A resolution was passed by the 2015 General Assembly supporting the Black Lives Matter movement.  You may have heard by now, or perhaps you were there.  We want to help engage your congregation in this movement by offering several events this summer through the Joseph Priestley District and CERG.  

August 21st – 23rd  – A Jubilee Workshop will be held at Cedar Lane.  The workshop begins at 6 p.m. on Friday and ends Sunday at 5 p.m. or sooner.
                    Registration fee: $150 includes meals.   
                    Register online at

August 29th –  A Unitarian Universalist Racial & Social Justice Summit:
                         The Journey Toward Wholeness Continues—The Black Lives Matter Movement
                         This event will be held at the UU Church of Arlington, VA from 10 a.m.-3 p.m.
In addition, save the date for the annual racial justice conference that will be held October 24, 2015, at the Unitarian Universalist Church in Cherry Hill, NJ.  This year we will focus on the synergy that is possible when we bring the Legislative Ministries and the Journey Toward Wholeness Communities together.  We are also exploring a special session on Friday, October 23rd on “Rethinking White Privilege.”  So, hold the date and we will send more information later this summer.

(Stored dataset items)
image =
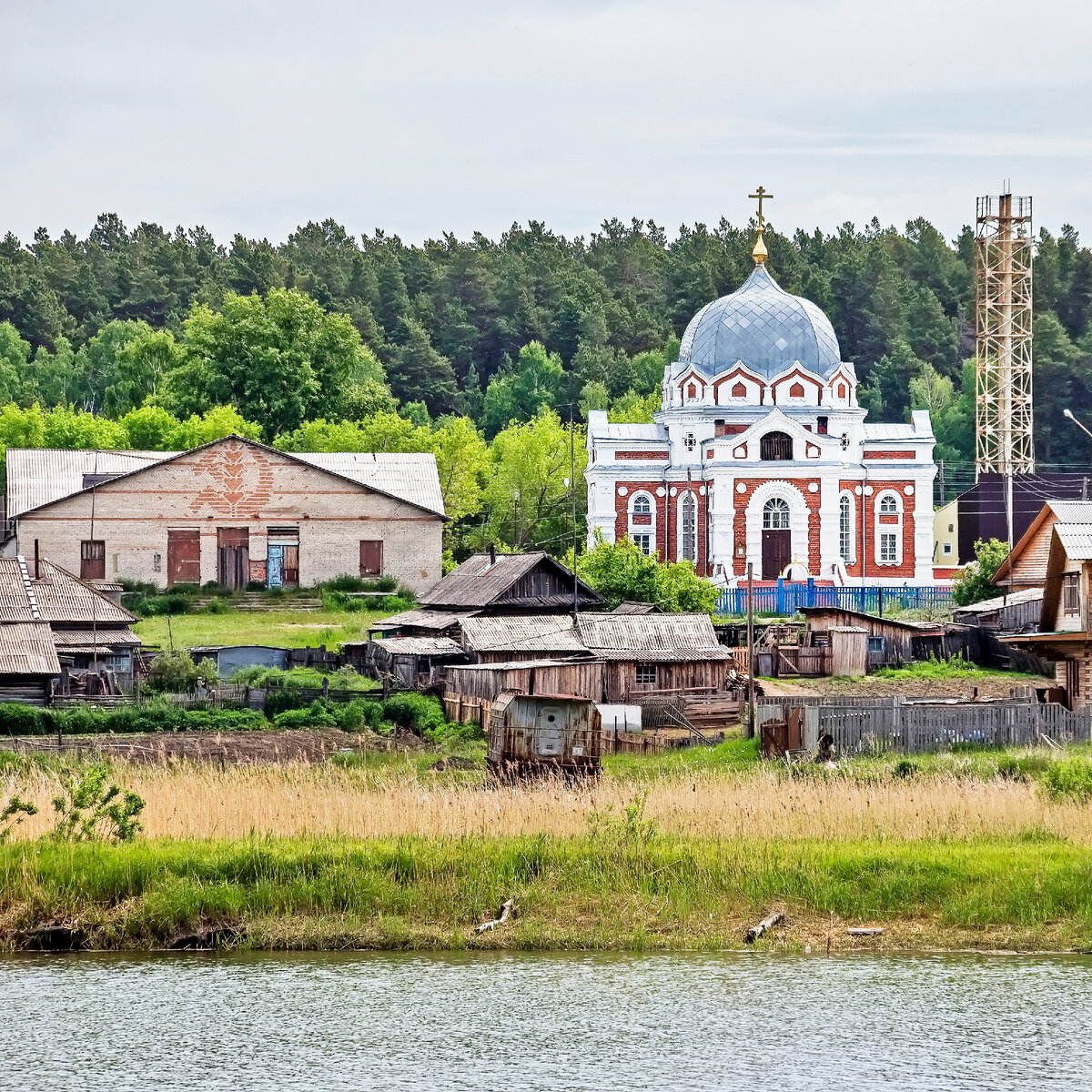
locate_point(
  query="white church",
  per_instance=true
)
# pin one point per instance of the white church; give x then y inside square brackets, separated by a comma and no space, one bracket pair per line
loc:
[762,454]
...
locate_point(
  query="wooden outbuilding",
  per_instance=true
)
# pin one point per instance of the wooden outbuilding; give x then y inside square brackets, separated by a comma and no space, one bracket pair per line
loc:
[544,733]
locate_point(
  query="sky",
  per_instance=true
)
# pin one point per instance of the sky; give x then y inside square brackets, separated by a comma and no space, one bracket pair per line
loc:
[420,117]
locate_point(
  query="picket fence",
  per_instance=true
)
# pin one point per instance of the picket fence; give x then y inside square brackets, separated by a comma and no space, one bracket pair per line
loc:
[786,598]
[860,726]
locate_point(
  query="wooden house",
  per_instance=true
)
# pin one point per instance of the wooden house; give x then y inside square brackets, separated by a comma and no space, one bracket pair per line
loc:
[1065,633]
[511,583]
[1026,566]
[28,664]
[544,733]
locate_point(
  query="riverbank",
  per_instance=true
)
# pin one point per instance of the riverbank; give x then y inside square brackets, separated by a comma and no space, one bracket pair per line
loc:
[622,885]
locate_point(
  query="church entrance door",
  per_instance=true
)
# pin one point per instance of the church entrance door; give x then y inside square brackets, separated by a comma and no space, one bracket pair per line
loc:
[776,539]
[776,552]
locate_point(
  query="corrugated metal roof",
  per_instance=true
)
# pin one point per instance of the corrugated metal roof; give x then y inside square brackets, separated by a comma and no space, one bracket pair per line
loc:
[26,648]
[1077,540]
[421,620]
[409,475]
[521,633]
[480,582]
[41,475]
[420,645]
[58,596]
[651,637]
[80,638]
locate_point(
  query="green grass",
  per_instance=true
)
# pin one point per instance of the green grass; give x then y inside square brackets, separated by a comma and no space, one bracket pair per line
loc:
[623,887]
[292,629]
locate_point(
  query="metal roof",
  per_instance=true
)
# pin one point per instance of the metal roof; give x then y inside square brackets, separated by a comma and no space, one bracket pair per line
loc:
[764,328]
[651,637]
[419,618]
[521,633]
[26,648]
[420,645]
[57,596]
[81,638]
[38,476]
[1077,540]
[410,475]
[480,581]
* * *
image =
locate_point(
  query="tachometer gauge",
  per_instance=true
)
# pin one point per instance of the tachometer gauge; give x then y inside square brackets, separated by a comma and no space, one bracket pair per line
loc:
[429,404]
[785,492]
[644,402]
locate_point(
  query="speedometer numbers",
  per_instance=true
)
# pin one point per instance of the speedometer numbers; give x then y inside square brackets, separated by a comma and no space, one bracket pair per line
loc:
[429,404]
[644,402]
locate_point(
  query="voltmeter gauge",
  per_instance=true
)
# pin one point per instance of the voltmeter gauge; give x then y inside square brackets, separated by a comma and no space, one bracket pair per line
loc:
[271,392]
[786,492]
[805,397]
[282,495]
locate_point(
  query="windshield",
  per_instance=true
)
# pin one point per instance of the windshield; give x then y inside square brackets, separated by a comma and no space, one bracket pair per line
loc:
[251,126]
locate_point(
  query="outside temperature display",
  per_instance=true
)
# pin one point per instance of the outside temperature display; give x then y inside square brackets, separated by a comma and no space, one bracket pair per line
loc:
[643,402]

TASKS TO CARRY OUT »
[1] Translate this sentence from the event announcement into Spanish: "This year we will focus on the synergy that is possible when we bring the Legislative Ministries and the Journey Toward Wholeness Communities together."
[2] Write the next few sentences of the event announcement, following on from its final sentence.

ANSWERS FOR THE TASKS »
[1] Este año nos centraremos en la sinergia que es posible cuando reunimos a los Legislative Ministries y a las comunidades Journey Toward Wholeness.

[2]
Support the Black Lives Matter Movement – Action of Immediate Witness
“We must continue to support the Black Lives Matter movement and Black-led racial justice organizations,” the adopted resolution says. “The 2015 General Assembly calls member congregations to action, in order to become closer to a just world community . . .; urges member congregations to engage in intentional learning spaces to organize for racial justice with recognition of the interconnected nature of racism coupled with systems of oppression that impact people based on class, gender identity, sexual orientation, ability, and language . . .; encourages member congregations and all Unitarian Universalists to work towards police reform and prison abolition, which seeks to replace the current prison system with a system that is more just and equitable; and . . . recognizes that the fight for civil rights and equality is as real today as it was decades ago, and urges member congregations to take initiative in collaboration with local and national organizations fighting for racial justice against the harsh racist practices many black people are exposed to.”  (This statement is an excerpt from a UU World article by Kenny Wiley, written 6/29/15. )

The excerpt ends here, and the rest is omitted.